---------- Extrait proposé

L'ignorance, la mauvaise foi, autant d'expressions révélatrices de la perte de repère moral d'une société accablée par l'effondrement brutal des valeurs qui l'ont longtemps habitée et qui demeurent, aujourd'hui encore, inscrites sur le fronton de nos mairies : "liberté, égalité, fraternité".
Ces valeurs, je me souviens encore de mon étonnement quand, pour la première fois, au moment du bicentenaire de la Révolution française, mon institutrice les a évoquées. Lors même que chaque jour, je subissais ses brimades et celles de certains de mes camarades de classe parce que j'étais née sémite, je suis devenue du jour au lendemain, un modèle d'intégration républicaine. Je voyais alors mes camarades arborer fièrement la cocarde tricolore et faire part de leur attachement à la République.
Aussi étonnant que cela puisse paraître, ce moment de célébration des valeurs républicaines a transformé mon entourage. Ceux qui me conspuaient hier en raison de mes origines, voyaient désormais en moi, une sur, et rien de moins que l'accomplissement du rêve émancipateur républicain.
Le contexte était alors bien différent Les souvenirs de la Seconde Guerre mondiale demeuraient vivaces et la gauche au pouvoir arborait fièrement son héritage révolutionnaire. C'est cet idéal qui m'habite encore aujourd'hui. En tant qu'historienne dont les premières recherches ont porté sur la Révolution française, j'eus maintes fois l'occasion d'en mesurer les limites.
En tant que fille de "fellaghas", j'ai aussi pu constater les manquements de la République à son propre idéal. En tant qu'enseignante, j'ai sans cesse désespérer de l'abandon, parfois de la stigmatisation, d'enfants qui avaient pour seule tare d'être né étranger. Et pourtant . Demeure à jamais inscrit en moi le rêve d'émancipation républicaine que résume si bien notre devise : "liberté, égalité, fraternité".
Depuis la marche contre l'antisémitisme du dimanche 19 novembre, ces mots raisonnent étrangement.
Comment se fait-il qu'aujourd'hui que ceux-là mêmes qui ont, dès l'abord, vomi le rêve républicain, soient désormais perçus comme l'incarnation de cet idéal ?
Chaque année, lors de mon premier cours qui s'ouvre sur la Révolution française, je rappelle ce fait scientifique irréfragable : l'extrême droite française rejette la Révolution française parce qu'elle estime que la société ordinale, inégalitaire, est l'expression de la volonté divine. Elle conspue ouvertement le mouvement révolutionnaire français en ce qu'il proclame l'égalité des droits. À son point de vue, l'abolition de l'esclavage est une abomination et la nation républicaine une hérésie.
Rien d'étonnant dès lors, qu'aujourd'hui encore, l'État français - celui de la "révolution conservatrice" pétainiste, de la collaboration -, ou encore l'Algérie française - celle de la colonisation, du Code de l'indigénat et de la pacification -, demeurent les points géométraux de son horizon d'idéalité.

--------------------

# [Consigne 1]
Répondez à ces questions sur l'extrait consacré aux valeurs républicaines :
(a) À quelle occasion l'institutrice a-t-elle évoqué pour la première fois les valeurs de la devise ?
(b) Sur quel sujet ont porté les premières recherches de l'historienne ?
(c) Quel jour a eu lieu la marche contre l'antisémitisme mentionnée dans l'extrait ?
# [Consigne 2]
Relevez toutes les qualités introduites par « En tant que » dans l'extrait sur les valeurs républicaines.
# [Consigne 3]
Poursuivez l'extrait sur les valeurs républicaines à la suite de sa dernière phrase.

---------- Données fournies

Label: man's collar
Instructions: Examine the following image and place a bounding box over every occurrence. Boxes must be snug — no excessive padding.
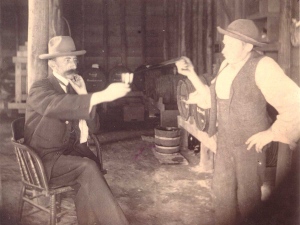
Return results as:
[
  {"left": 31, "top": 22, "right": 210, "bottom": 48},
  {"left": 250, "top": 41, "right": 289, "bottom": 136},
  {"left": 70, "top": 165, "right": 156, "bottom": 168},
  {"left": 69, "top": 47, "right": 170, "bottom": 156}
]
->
[{"left": 53, "top": 71, "right": 69, "bottom": 86}]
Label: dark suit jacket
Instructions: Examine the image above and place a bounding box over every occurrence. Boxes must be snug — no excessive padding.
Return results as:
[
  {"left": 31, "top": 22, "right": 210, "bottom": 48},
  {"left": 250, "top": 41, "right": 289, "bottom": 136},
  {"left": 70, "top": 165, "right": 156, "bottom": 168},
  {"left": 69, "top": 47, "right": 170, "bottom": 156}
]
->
[{"left": 24, "top": 75, "right": 99, "bottom": 179}]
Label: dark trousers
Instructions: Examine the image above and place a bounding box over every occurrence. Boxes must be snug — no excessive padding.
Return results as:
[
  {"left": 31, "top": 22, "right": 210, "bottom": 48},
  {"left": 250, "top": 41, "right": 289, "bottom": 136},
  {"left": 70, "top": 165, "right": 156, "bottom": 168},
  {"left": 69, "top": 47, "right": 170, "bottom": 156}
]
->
[
  {"left": 213, "top": 99, "right": 266, "bottom": 225},
  {"left": 213, "top": 140, "right": 265, "bottom": 225},
  {"left": 50, "top": 143, "right": 129, "bottom": 225}
]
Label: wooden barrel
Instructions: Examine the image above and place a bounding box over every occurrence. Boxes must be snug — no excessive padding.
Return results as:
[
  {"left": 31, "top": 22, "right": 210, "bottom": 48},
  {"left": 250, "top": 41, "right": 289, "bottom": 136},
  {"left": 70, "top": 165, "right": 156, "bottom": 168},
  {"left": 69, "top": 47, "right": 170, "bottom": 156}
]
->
[
  {"left": 108, "top": 65, "right": 131, "bottom": 84},
  {"left": 155, "top": 145, "right": 180, "bottom": 154},
  {"left": 155, "top": 75, "right": 183, "bottom": 105},
  {"left": 177, "top": 78, "right": 197, "bottom": 120},
  {"left": 154, "top": 127, "right": 180, "bottom": 154},
  {"left": 154, "top": 127, "right": 181, "bottom": 138},
  {"left": 83, "top": 64, "right": 107, "bottom": 92}
]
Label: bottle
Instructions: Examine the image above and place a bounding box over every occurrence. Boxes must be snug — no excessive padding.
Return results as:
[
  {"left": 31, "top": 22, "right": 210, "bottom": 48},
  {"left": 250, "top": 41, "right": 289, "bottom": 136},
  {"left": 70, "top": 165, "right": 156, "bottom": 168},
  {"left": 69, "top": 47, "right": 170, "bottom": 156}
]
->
[{"left": 83, "top": 64, "right": 107, "bottom": 93}]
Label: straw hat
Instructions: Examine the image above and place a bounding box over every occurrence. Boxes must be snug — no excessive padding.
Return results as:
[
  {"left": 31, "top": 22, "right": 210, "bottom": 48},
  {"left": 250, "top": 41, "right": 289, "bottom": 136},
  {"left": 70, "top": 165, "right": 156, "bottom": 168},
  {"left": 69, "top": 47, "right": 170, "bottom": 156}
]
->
[
  {"left": 217, "top": 19, "right": 266, "bottom": 47},
  {"left": 39, "top": 36, "right": 86, "bottom": 59}
]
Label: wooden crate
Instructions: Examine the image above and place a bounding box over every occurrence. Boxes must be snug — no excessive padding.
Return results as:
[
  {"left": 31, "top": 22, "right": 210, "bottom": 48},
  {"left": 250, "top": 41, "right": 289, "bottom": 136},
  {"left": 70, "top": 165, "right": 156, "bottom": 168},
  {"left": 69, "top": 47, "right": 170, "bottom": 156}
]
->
[{"left": 123, "top": 103, "right": 145, "bottom": 122}]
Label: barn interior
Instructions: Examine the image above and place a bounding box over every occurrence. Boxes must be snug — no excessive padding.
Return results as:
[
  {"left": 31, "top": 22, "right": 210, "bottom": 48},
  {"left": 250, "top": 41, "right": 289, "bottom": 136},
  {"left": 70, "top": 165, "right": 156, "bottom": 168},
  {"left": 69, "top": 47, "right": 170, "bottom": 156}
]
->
[{"left": 0, "top": 0, "right": 300, "bottom": 225}]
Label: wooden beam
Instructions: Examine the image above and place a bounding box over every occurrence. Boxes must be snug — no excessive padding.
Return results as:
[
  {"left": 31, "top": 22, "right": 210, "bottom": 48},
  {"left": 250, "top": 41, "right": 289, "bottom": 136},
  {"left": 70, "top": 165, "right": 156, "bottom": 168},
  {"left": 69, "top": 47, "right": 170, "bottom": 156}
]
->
[
  {"left": 278, "top": 0, "right": 292, "bottom": 76},
  {"left": 197, "top": 0, "right": 204, "bottom": 75},
  {"left": 191, "top": 0, "right": 201, "bottom": 71},
  {"left": 15, "top": 0, "right": 19, "bottom": 51},
  {"left": 276, "top": 0, "right": 292, "bottom": 186},
  {"left": 163, "top": 0, "right": 168, "bottom": 60},
  {"left": 177, "top": 0, "right": 183, "bottom": 57},
  {"left": 141, "top": 0, "right": 147, "bottom": 64},
  {"left": 27, "top": 0, "right": 49, "bottom": 90},
  {"left": 120, "top": 0, "right": 128, "bottom": 67},
  {"left": 180, "top": 0, "right": 187, "bottom": 56},
  {"left": 102, "top": 0, "right": 109, "bottom": 71},
  {"left": 81, "top": 0, "right": 85, "bottom": 65},
  {"left": 0, "top": 1, "right": 3, "bottom": 68},
  {"left": 206, "top": 0, "right": 213, "bottom": 76},
  {"left": 49, "top": 0, "right": 64, "bottom": 40}
]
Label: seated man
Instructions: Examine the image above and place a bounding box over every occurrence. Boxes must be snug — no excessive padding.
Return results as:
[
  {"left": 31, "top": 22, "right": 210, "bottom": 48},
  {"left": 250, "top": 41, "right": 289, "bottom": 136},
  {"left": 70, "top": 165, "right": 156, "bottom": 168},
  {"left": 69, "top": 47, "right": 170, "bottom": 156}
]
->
[{"left": 25, "top": 36, "right": 130, "bottom": 225}]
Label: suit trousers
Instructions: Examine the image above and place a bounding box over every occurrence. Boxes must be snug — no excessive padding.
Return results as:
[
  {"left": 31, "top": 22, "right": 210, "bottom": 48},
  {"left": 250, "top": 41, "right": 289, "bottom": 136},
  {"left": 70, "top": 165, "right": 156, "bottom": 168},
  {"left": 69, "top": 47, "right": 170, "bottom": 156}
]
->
[{"left": 50, "top": 146, "right": 129, "bottom": 225}]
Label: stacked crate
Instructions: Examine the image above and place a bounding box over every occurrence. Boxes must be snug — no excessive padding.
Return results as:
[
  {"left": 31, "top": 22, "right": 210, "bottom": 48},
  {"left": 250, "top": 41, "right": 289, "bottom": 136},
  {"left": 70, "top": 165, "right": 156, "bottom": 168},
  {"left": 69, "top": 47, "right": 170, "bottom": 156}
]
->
[{"left": 13, "top": 42, "right": 28, "bottom": 103}]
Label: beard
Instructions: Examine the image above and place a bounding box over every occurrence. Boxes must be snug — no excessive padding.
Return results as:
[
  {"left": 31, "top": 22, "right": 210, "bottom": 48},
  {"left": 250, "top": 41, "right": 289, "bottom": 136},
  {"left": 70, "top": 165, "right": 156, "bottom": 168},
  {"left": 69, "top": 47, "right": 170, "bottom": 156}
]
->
[{"left": 64, "top": 69, "right": 78, "bottom": 76}]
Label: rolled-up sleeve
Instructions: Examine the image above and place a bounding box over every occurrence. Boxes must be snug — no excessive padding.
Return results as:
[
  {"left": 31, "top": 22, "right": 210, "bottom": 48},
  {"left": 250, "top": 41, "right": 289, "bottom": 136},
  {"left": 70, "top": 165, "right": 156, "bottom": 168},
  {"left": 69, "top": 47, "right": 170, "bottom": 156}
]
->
[{"left": 255, "top": 57, "right": 300, "bottom": 146}]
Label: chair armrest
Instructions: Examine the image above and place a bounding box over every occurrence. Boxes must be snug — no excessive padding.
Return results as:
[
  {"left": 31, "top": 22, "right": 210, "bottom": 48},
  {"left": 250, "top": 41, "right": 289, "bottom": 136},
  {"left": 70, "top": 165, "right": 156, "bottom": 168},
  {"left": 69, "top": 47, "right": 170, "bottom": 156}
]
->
[{"left": 89, "top": 132, "right": 107, "bottom": 174}]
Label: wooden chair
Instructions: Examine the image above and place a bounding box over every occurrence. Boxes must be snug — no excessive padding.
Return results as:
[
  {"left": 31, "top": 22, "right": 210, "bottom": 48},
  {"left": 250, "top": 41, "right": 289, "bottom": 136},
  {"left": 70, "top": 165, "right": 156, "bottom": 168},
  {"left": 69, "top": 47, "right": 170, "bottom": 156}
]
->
[{"left": 11, "top": 117, "right": 105, "bottom": 225}]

--------------------

# [Bonne réponse 1]
(a) Au moment du bicentenaire de la Révolution française.
(b) Sur la Révolution française.
(c) Le dimanche 19 novembre.

# [Bonne réponse 2]
historienne ; fille de "fellaghas" ; enseignante

# [Bonne réponse 3]
C'est pourtant avec ce pourfendeur de la République que nombre de mes amis - qui refusaient de céder un centimètre de terrain à l'extrême droite - ont dû manifester dimanche afin de signifier leur inquiétude légitime face à la montée de l'antisémitisme.
Comment en est-on arrivé à une telle confusion politique ? Comment expliquer les bouleversements actuels du champ politique ? Les temps nauséabonds de la "Révolution conservatrice" sont-ils de retour ? Le soutien implicite de nombreux tenants de "l'axe libéral-conservateur" n'en serait qu'un révélateur ? L'histoire ne le prouve-t-elle pas : à chaque renversement du rapport de force politique au profit des réactionnaires, les "libéraux-conservateurs" ne se sont-ils pas, trop souvent, distingués par leur mutisme !
En 1799, en 1815, en 1851, en 1870, en 1940, ils ont brillé par leur silence assourdissant . Il a fallu que le vent se lève, que les peuples entrent en résistance pour qu'enfin ils prennent la mesure du désastre. Pour autant, il serait faux d'affirmer que les libéraux-conservateurs agissent en pleine conscience.
S'il est évident que l'attitude d'une partie des libéraux-conservateurs a pour effet la "normalisation" de l'extrême droite (souvent par calcul politique et intérêt immédiat), ce constat ne permet néanmoins, aucunement de saisir les causes objectives de ce processus. Ce soutien n'en est que l'expression extériorisée. C'est dans la structure-même du champ du pouvoir - entendu comme espace de luttes pour la monopolisation des instruments de la domination -, que se trouve la principale explication.
Comme toute "révolution conservatrice", le ressentiment est l'expression politique subjective de l'attachement obséquieux à l'ordre, en somme à la hiérarchie sociale, de tous ceux dont l'existence sociale dépend de son maintien.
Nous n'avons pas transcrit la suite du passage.